#### PASSAGE SHOWN

Las Vegas -- The home network is the next frontier in electronics. That much is clear from the Consumer Electronics Show opening here this week, brimming with home networking concepts and technologies.

But in many respects, the digital home is still untamed territory.

Engineers face historic levels of complexity in building the digital home. Consumers expect both top-notch quality and ease of use.

That means engineers will have to find a way to route high-definition video streams among a va- riety of set-top boxes, players and TV screens without dropping a frame or frustrating Joe Viewer as he tries to fire up HD versions of the Super Bowl for his buddies in the living room and Toy Story for the kids in the den.

"There's a huge set of things engineers have to put in place--digital rights management, media formats--and you have to have all the pieces implemented before the content flows," said Brendan Traw, chief technology officer of Intel Corp.'s digital home group. "If any piece of the puzzle is not present, it doesn't work."

What's more, the stakes are high. Market watcher iSuppli Corp. (El Segundo, Calif.) predicts shipments of products with integrated wired home networking will rise by more than a factor of 10 in the next four years, to hit 223.8 million units in 2010. Parks Associates estimates that the number of North American homes with networked digital video recorders more than quadrupled between 2005 and yearend 2006, from 400,000 to 1.7 million.

But there are no easy pickings in this gold rush. An unprecedented number of players are competing for a piece of the action, and coordination among those would-be architects is minimal.

The ultimate solution could require a realignment of the consumer industry from vertically oriented companies to a more horizontal structure, in which different vendors handle different pieces of the problem. That would make the consumer sector look more like the computer industry, said Mike Buckley, a director at Intel Capital, which manages a $200 million consumer fund.

In the run-up to CES, we've boiled down the pitfalls involved in building the digital home into a top-10 list, based on the many stories we've written about home networking since the last Consumer Electronics Show. Read it and weep.

1. Home networks are hard to use
It's easy enough to prove that home networks are still too complicated--just try using one. "The glue that holds all this together is home networking, and it stinks," said Van Baker, a consumer analyst with Gartner Dataquest, in an early-2006 story. "If home networking stays like it is, it will stall at 30 percent penetration."

"We've all dealt with that rat's nest of wire behind our home entertainment centers," said Bruce Watkins, president and COO of Pulse-Link Inc. (San Diego). Pulse-Link is one of several companies that joined the High-Definition Audio-Video Network Alliance, hoping to create guidelines that will make it easier to link TVs, digital recorders and storage devices via a single IEEE 1394 cable. The group promises that systems using its approach will emerge this year.

########

STATED TASK:
Carry on the article above about the challenges of building the digital home, starting right after its final sentence.

#### MATERIAL SUPPLIED

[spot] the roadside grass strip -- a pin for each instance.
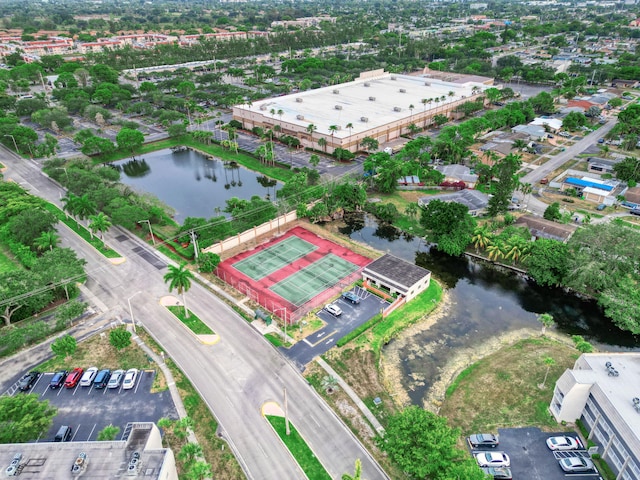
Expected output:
(273, 258)
(299, 449)
(194, 324)
(83, 232)
(310, 281)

########

EXPECTED ANSWER:
Another Gartner consumer electronics analyst, Jon Erensen, summed up the situation succinctly during a briefing last month in San Jose, Calif. "There are a lot of solutions out there," he said, "but not the real interoperability you need for wired and portable products across multiple vendors."

2. There's no one road to quality
The problem is not a lack of mechanisms to ensure what's called quality-of-service (QoS) on the home network. To the contrary, there are too many of them.

"Everybody has a different notion of what QoS should be, but if you've got more than one QoS, you haven't got any," said Glen Stone, a director of strategy, standards and architecture for Sony Electronics Inc. Many players see the capability of delivering multimedia over a home net as a competitive advantage or core competency. "They fundamentally want to have control over QoS in the home net, because if something goes wrong people will call them for support," Stone said.

Problems only get worse with the move to high-definition TV and DVD. "We are focused on the HD experience, and that content really exacerbates the QoS issue," said Gary O'Neall, vice president of global set-top development for Motorola Inc.

Two groups are doing some fundamental work in this area. The Universal Plug and Play Forum is tackling the issue from a high-level software perspective, while the 802.1 Audio/Video Bridging Task Group is trying to make changes in silicon for QoS. Two other groups may leverage their work. The Home Gateway Initiative represents telcos and their suppliers, and Cable Labs handles R&D in areas including home networking for the cable TV industry.

3. There are too many home nets
Despite the rise of 802.11n broadband wireless links this year, Wi-Fi is no panacea for the digital home (see Jan. 1, page 1). Other wired and wireless solutions will come on strong as well. They include coax-based approaches from the Multimedia over Coax Alliance (MoCA), Home Phoneline Networking Alliance (HomePNA), power line-based HomePlug 2.0 and various flavors of ultrawideband.

HomePNA leapfrogged its competition in throughput in November, announcing a version 3.1 spec with an aggregate 320 Mbits/second over two simultaneous channels. But MoCA officials say cable TV suppliers will announce support for their approach this year.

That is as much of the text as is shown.